## Short task 1
Extract every line in the records that contains the string "metal", copying each one in full. Case counts.

## Document segment
● ● ● ● ●
Re: [gridengine users] Large cluster with memory reservation leaving cores idle

Fotis Georgatos Tue, 08 Mar 2016 02:41:26 -0800

Hi William, Christopher, all,

qtop is not yet made to visualize memory allocation info (or any other
consumables so far)
yet there is no reason why it couldn't:
https://github.com/qtop/qtop/tree/develop


If people come up with some scheme which makes senses to debug job
allocation information,
it should be possible to extend qtop in some way that makes it helpful for
that particular task.
That all basically boils down to some python-scriptable logic to present
the right information.

hoping you find it useful, F.



On 8 March 2016 at 09:48, William Hay <w....@ucl.ac.uk> wrote:

> On Mon, Mar 07, 2016 at 11:20:04PM +0000, Christopher Black wrote:
> > Greetings!
> > We are running SoGE (mix of 8.1.6 and 8.1.8, soon 8.1.8 everywhere) on a
> > ~300 node cluster.
> > We utilize RQS and memory reservation via a complex to allow most nodes
> to
> > be shared among multiple queues and run a mix of single core and multi
> > core jobs.
> > Recently when we hit 10k+ jobs in qw, we are seeing the job dispatch rate
> > not keep up with how quickly jobs are finishing and leaving cores idle.
> > Our jobs aren't particularly short (avg ~2h).
> > We sometimes have a case where there are thousands of jobs not suitable
> > for execution due to hitting a per-queue RQS rule, but we still want
> other
> > jobs to get started on idle cores.
● ● ● ● ●
## Data shown
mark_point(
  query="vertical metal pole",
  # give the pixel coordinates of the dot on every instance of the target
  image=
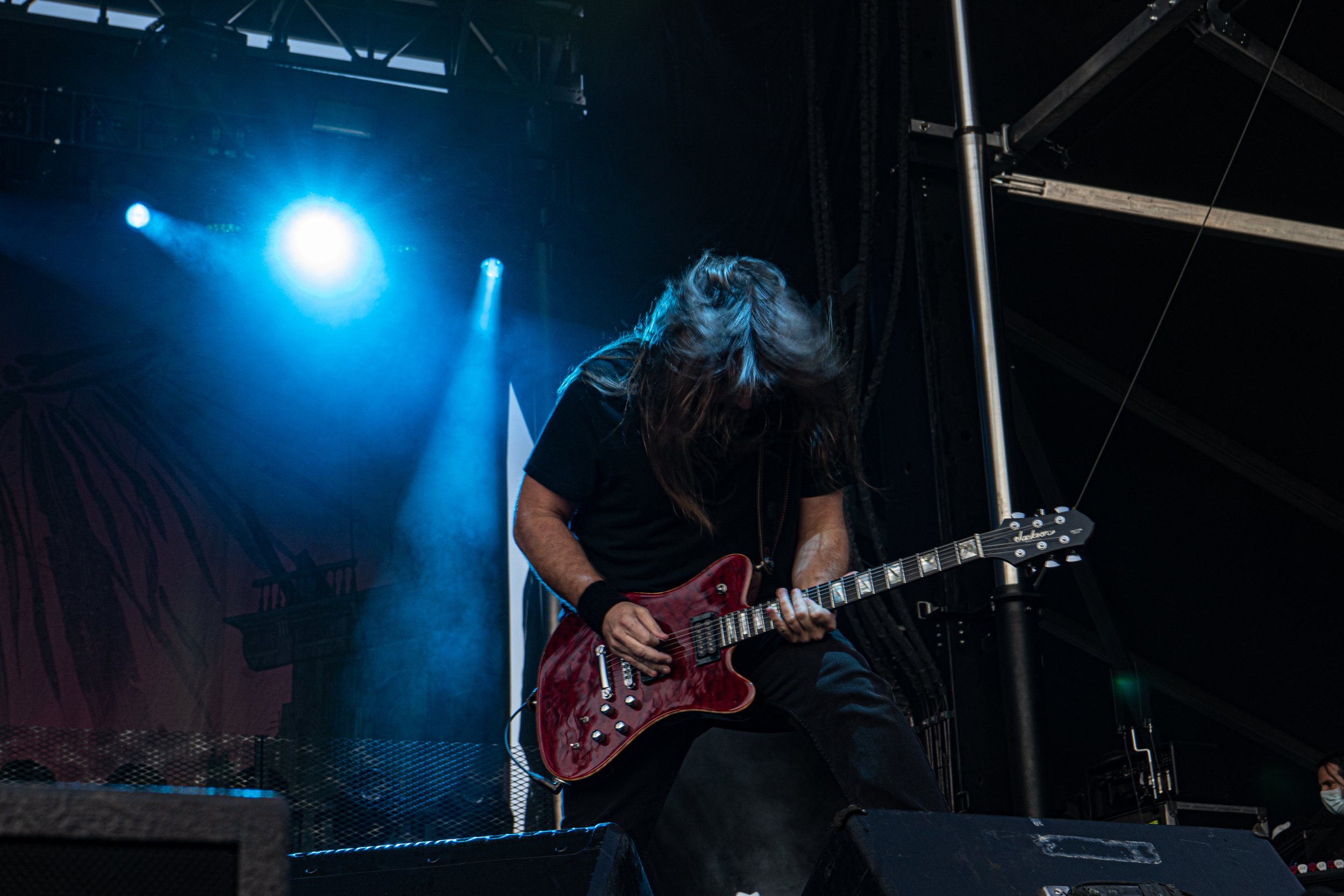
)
(1015, 617)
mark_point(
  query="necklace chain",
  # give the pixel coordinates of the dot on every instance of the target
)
(768, 559)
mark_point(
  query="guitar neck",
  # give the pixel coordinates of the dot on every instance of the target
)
(741, 625)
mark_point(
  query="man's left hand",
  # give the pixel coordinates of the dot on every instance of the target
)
(800, 618)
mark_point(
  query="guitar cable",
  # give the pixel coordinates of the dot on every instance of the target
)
(550, 784)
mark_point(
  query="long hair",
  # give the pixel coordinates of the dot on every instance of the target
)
(729, 336)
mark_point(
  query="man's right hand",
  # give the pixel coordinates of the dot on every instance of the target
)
(631, 632)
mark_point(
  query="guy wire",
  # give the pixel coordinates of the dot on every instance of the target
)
(1189, 256)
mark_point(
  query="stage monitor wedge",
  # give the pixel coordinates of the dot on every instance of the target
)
(907, 854)
(74, 840)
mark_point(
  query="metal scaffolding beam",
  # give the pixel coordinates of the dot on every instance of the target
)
(1240, 49)
(1114, 203)
(1157, 20)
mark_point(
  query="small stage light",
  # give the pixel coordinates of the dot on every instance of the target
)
(490, 284)
(327, 259)
(138, 216)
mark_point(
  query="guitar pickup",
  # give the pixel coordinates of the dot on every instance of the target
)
(705, 636)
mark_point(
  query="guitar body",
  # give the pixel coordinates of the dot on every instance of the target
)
(570, 684)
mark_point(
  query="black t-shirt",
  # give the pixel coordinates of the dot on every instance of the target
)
(592, 454)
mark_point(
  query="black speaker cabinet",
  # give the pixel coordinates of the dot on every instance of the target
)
(578, 862)
(76, 840)
(906, 854)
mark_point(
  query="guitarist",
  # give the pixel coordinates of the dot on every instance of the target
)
(722, 424)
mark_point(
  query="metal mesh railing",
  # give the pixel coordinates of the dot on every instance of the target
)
(342, 792)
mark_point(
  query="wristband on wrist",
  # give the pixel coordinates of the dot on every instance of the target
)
(596, 601)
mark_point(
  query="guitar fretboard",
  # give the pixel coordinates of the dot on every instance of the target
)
(734, 628)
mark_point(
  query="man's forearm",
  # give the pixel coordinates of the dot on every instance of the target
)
(821, 556)
(555, 554)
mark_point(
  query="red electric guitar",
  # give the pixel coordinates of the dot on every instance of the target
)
(590, 703)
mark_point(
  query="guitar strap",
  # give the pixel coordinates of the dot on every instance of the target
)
(768, 559)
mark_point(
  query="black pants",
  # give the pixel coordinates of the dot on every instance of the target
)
(824, 690)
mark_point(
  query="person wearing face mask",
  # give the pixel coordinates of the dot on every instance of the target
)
(1318, 836)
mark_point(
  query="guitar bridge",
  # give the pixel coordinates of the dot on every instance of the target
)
(705, 636)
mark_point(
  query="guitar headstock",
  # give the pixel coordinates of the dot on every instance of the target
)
(1022, 539)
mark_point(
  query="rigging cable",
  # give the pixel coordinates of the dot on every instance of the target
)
(1189, 256)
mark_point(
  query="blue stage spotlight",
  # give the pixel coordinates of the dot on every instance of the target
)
(488, 286)
(138, 216)
(327, 259)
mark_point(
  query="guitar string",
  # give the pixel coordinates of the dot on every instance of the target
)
(1199, 233)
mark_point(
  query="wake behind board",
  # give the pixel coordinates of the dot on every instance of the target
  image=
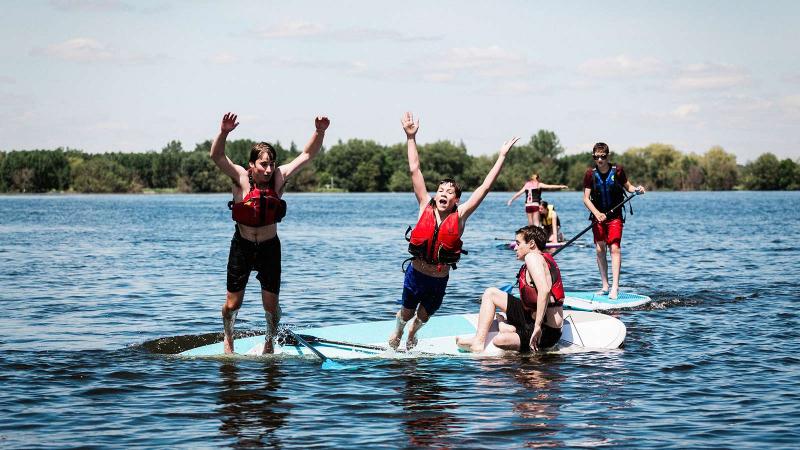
● ● ● ● ●
## Short task 2
Write what comes next in the mailing-list thread about idle cores on a Grid Engine cluster, picking up after its final line.

## Expected answer 1
  query="vertical metal pole",
  query="metal scaffolding beam",
  query="metal mesh railing",

## Expected answer 2
> >
> > We have tried tuning some parameters but could use some advice as we are
> > now having trouble keeping all the cores busy despite there being many
> > eligible jobs in qw.
>
> If you have a complex controlling memory and users are requesting lost of
> memory
> then a node could be "full" with idle cores.  Have you tried running
> qalter -w p
> on the highest priority job you think should run?  What does it say?
>
> >
> > We have tried tuning max_advance_reservations,
> > max_functional_jobs_to_schedule, max_pending_tasks_per_job,
> > max_reservation as well as disabling schedd_job_info. We have applied
> some
> > of the scaling best practices such as using local spools. I saw mention
> of
> > MAX_DYN_EC but have not tried that yet, is it fairly safe to do so?
> > Any other changes we should consider?
>
> Is this just a delay in the scheduler running?  What values do you have
> for scheduler_interval, flush_submit_sec and flush_finish_sec in the
> scheduler
> config?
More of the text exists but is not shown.